# Required work:
The answer must consist of every line in the records that contains the word "railing".

*** Data shown

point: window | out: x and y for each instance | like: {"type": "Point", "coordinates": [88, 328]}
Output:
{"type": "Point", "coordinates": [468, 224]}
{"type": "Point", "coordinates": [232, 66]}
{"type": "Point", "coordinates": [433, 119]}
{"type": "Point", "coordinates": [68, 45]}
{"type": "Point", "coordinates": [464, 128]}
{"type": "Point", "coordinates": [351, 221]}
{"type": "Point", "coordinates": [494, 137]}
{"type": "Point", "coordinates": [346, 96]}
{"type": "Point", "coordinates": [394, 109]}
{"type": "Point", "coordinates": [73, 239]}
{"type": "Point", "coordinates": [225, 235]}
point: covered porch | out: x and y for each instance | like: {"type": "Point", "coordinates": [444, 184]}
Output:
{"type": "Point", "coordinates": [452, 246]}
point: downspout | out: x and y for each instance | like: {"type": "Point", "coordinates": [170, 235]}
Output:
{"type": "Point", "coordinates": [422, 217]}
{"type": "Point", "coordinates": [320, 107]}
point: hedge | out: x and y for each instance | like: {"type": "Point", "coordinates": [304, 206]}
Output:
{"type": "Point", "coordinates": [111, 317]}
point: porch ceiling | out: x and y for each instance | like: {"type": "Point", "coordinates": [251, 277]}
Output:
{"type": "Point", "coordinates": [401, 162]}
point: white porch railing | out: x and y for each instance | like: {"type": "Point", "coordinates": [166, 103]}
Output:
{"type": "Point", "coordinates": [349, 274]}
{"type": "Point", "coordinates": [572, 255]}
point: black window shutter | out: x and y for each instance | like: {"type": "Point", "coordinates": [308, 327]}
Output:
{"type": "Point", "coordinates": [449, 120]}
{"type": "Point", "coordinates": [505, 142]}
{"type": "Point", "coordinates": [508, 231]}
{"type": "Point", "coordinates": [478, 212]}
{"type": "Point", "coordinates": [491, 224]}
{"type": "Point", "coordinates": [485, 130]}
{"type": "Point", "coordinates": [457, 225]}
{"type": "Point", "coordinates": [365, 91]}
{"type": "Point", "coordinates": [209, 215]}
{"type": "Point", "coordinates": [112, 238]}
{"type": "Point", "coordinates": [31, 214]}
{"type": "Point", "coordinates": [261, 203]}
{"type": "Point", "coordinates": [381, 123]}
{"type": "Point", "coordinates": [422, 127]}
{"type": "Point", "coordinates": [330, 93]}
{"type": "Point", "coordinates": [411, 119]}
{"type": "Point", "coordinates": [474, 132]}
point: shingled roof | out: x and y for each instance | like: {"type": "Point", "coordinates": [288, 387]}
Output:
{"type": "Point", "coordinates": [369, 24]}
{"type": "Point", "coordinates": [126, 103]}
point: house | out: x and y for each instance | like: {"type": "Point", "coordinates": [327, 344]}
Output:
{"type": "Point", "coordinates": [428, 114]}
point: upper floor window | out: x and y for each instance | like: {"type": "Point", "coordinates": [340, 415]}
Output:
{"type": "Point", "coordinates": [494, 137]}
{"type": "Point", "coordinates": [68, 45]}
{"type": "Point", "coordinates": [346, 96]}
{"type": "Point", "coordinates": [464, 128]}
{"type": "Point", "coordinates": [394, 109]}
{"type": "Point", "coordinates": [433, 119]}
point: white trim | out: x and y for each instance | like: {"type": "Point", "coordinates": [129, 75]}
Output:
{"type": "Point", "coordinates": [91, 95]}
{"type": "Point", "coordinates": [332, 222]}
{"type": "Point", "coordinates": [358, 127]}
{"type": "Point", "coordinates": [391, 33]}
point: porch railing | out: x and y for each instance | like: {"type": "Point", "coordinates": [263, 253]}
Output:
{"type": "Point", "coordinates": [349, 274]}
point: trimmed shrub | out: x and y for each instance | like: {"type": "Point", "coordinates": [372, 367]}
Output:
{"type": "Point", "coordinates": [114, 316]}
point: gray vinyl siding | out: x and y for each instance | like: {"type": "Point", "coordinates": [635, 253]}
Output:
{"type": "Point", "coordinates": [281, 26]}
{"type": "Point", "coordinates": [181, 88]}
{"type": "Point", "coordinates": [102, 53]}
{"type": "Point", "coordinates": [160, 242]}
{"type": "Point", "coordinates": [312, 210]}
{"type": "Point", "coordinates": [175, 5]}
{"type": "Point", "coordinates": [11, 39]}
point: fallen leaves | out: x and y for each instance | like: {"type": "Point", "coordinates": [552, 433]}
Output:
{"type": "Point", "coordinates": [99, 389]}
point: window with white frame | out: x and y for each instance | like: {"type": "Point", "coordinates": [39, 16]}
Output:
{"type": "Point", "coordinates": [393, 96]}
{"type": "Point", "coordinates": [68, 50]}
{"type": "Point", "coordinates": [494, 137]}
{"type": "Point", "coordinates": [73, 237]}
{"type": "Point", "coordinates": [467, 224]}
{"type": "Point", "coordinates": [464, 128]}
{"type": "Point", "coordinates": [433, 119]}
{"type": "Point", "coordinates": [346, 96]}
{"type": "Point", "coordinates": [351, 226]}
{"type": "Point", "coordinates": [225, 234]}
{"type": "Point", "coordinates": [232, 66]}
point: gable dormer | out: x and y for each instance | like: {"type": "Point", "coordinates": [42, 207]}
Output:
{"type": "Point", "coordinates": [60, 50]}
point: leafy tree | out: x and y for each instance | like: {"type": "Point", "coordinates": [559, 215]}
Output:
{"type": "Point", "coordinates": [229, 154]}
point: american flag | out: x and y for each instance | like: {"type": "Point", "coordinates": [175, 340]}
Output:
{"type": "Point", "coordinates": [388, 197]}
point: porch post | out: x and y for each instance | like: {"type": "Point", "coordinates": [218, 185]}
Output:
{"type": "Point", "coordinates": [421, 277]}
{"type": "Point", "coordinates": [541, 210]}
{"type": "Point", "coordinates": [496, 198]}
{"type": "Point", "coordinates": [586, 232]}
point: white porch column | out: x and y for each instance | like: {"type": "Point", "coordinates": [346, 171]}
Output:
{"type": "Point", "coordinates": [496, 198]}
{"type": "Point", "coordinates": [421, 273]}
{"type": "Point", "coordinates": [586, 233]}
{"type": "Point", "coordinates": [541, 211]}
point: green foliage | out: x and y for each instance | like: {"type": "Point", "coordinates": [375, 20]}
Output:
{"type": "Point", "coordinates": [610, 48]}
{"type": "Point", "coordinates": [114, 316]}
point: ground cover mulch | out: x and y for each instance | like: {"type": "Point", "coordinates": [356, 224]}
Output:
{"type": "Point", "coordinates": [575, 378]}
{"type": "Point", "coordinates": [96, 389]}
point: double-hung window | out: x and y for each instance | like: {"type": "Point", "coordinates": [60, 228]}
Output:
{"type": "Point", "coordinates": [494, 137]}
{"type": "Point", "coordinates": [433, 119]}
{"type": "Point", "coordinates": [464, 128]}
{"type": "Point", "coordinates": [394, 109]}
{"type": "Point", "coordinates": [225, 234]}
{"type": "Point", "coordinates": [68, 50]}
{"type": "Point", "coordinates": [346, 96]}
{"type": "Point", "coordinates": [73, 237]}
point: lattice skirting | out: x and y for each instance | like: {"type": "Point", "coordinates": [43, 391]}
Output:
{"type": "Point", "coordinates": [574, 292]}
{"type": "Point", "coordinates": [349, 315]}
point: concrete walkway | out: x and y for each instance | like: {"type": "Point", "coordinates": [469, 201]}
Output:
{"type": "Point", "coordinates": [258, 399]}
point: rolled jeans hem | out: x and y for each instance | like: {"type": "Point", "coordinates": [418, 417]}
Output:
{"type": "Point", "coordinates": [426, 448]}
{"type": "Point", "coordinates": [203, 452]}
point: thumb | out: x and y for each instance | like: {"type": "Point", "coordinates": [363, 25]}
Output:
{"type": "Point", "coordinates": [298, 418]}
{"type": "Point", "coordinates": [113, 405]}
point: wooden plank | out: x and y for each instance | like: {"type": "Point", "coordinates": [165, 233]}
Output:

******

# Your solution:
point: white porch railing | out: x and y for each instance | like: {"type": "Point", "coordinates": [166, 103]}
point: porch railing | out: x and y for each instance | like: {"type": "Point", "coordinates": [263, 253]}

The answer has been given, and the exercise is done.